Text segment:
So, the song “Into the Smoke” – on one level it’s about a protagonist who goes down into a cave, searching for something valuable, but is possessed by a monster made of psychedelic smoke that permeates him and enslaves him, sending him on a bad trip that lasts forever. On another level, it could be a song about drug addiction. But more archetypally, it’s a song about the feeling of being powerless, driven by forces beyond your control into a mental underworld. It’s opening the door to the unconscious part of the psyche and getting consumed by the shadow. The Twilight Zone was also a huge influence on both Steve and myself in writing these horror stories, or alternatively, private hells within the chamber of horrors, since a lot of Rod Serling’s stories deal with a character trait, usually a flaw, that becomes a real, physical phenomenon in the character’s life.

SC: I was also thinking along the lines of In the Mouth of Madness. As every song has its own individual theme and story, they all tie into the question, is it a dream or reality? There is a lot of ugliness in the world, and sometimes you don’t want to believe it and want to stay naive to the whole possibility. However, you read the news and papers, and some of these stories really happen.

You seem to be trying a lot of new things vocally in particular here. Tell me about changing your voice to fit a certain part in a given song. What makes you feel like “Luxcrusher” needs a different approach than “The Virgin?”

KK: In the case of “Luxcrusher,” I wrote that song, and really wanted to sing a significant part of the lyrics because of how personal they were. I’ve usually had one or two vocal parts on each recording, but I think that’s something I’m going to move away from. I feel like I’m at the point where I’m getting worse, whereas Steve gets better on every record. The lyrics are actually about being in a doom band and touring – when I’m talking about “midnight worship at the shrine” and my body being throttled every night, being ravaged by sound. But the lyrics also take a nihilistic turn because that’s how I was feeling at the time.

The placement of that song on the album was something that unconsciously worked really well with the concept, because the lyrics ended up recounting the subject matter of the first half of the record – talking about human sacrifice, or about being pulled into a haze. It was unintentional, but I think of it now as if “Luxcrusher” is the voice of the devil that was summoned in “The Virgin.” As far as the different approaches in general, I think the narrative structure of the songs sometimes lends itself to different voices in a variety of styles, as if they’re different characters or personas. Suzy does this on “The Virgin.” It was a Fleetwood Mac kind of attitude – we had three vocalists on this record, lending different styles where it was appropriate.

SC: Back to extensive touring throughout the years, I have become more comfortable and confident in my vocal ability. Which has allowed me to try and do different things. Vocal melodies have always been very important to us. Also, from the start of this band, we wanted to incorporate screaming and growling as I used to be in a death metal band and a heavier sludge band before this. Whatever vocal style the song requires, we want to be able to do it. No need to be tied down to one particular sound or style. That’s the beauty of writing music, no limitations… unless it is completely out of your capability.

I know it’s early, but where do you see Destroyer of Light going from here sound-wise?

Dataset content:
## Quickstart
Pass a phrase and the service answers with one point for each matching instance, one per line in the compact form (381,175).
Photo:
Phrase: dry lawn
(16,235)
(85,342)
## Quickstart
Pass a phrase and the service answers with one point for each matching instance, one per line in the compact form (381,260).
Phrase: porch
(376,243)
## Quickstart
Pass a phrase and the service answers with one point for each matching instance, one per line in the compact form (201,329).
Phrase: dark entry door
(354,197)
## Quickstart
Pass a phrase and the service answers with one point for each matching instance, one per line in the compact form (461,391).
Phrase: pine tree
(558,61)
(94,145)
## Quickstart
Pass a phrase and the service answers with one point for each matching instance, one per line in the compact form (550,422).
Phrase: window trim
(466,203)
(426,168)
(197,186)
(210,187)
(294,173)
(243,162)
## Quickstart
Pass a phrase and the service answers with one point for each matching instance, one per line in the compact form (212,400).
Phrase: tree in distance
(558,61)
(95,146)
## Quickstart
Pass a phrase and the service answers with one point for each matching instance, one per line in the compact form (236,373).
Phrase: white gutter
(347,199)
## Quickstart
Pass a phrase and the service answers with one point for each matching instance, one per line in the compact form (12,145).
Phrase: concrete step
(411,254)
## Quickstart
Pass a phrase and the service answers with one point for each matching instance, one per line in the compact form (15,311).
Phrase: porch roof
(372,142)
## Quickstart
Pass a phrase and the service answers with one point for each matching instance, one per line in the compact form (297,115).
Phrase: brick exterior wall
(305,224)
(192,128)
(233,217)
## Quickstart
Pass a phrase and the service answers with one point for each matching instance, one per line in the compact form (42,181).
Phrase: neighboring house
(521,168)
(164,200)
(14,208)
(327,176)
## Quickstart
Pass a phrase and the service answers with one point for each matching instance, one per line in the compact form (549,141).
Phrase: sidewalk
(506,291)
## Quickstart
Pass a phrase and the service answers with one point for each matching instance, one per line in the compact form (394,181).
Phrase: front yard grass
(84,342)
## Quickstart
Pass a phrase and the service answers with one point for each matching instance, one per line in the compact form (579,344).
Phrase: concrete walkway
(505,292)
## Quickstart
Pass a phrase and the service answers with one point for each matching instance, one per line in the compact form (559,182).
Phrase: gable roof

Exercise:
Please explain, in one to three sentences, why KK wanted to sing a significant part of the lyrics on "Luxcrusher," according to the interview. You won't need the lines to do this.

Task output:
KK wrote "Luxcrusher" and wanted to sing a significant part of its lyrics because they were so personal. The lyrics are about being in a doom band and touring, and they take a nihilistic turn that reflected how KK was feeling at the time.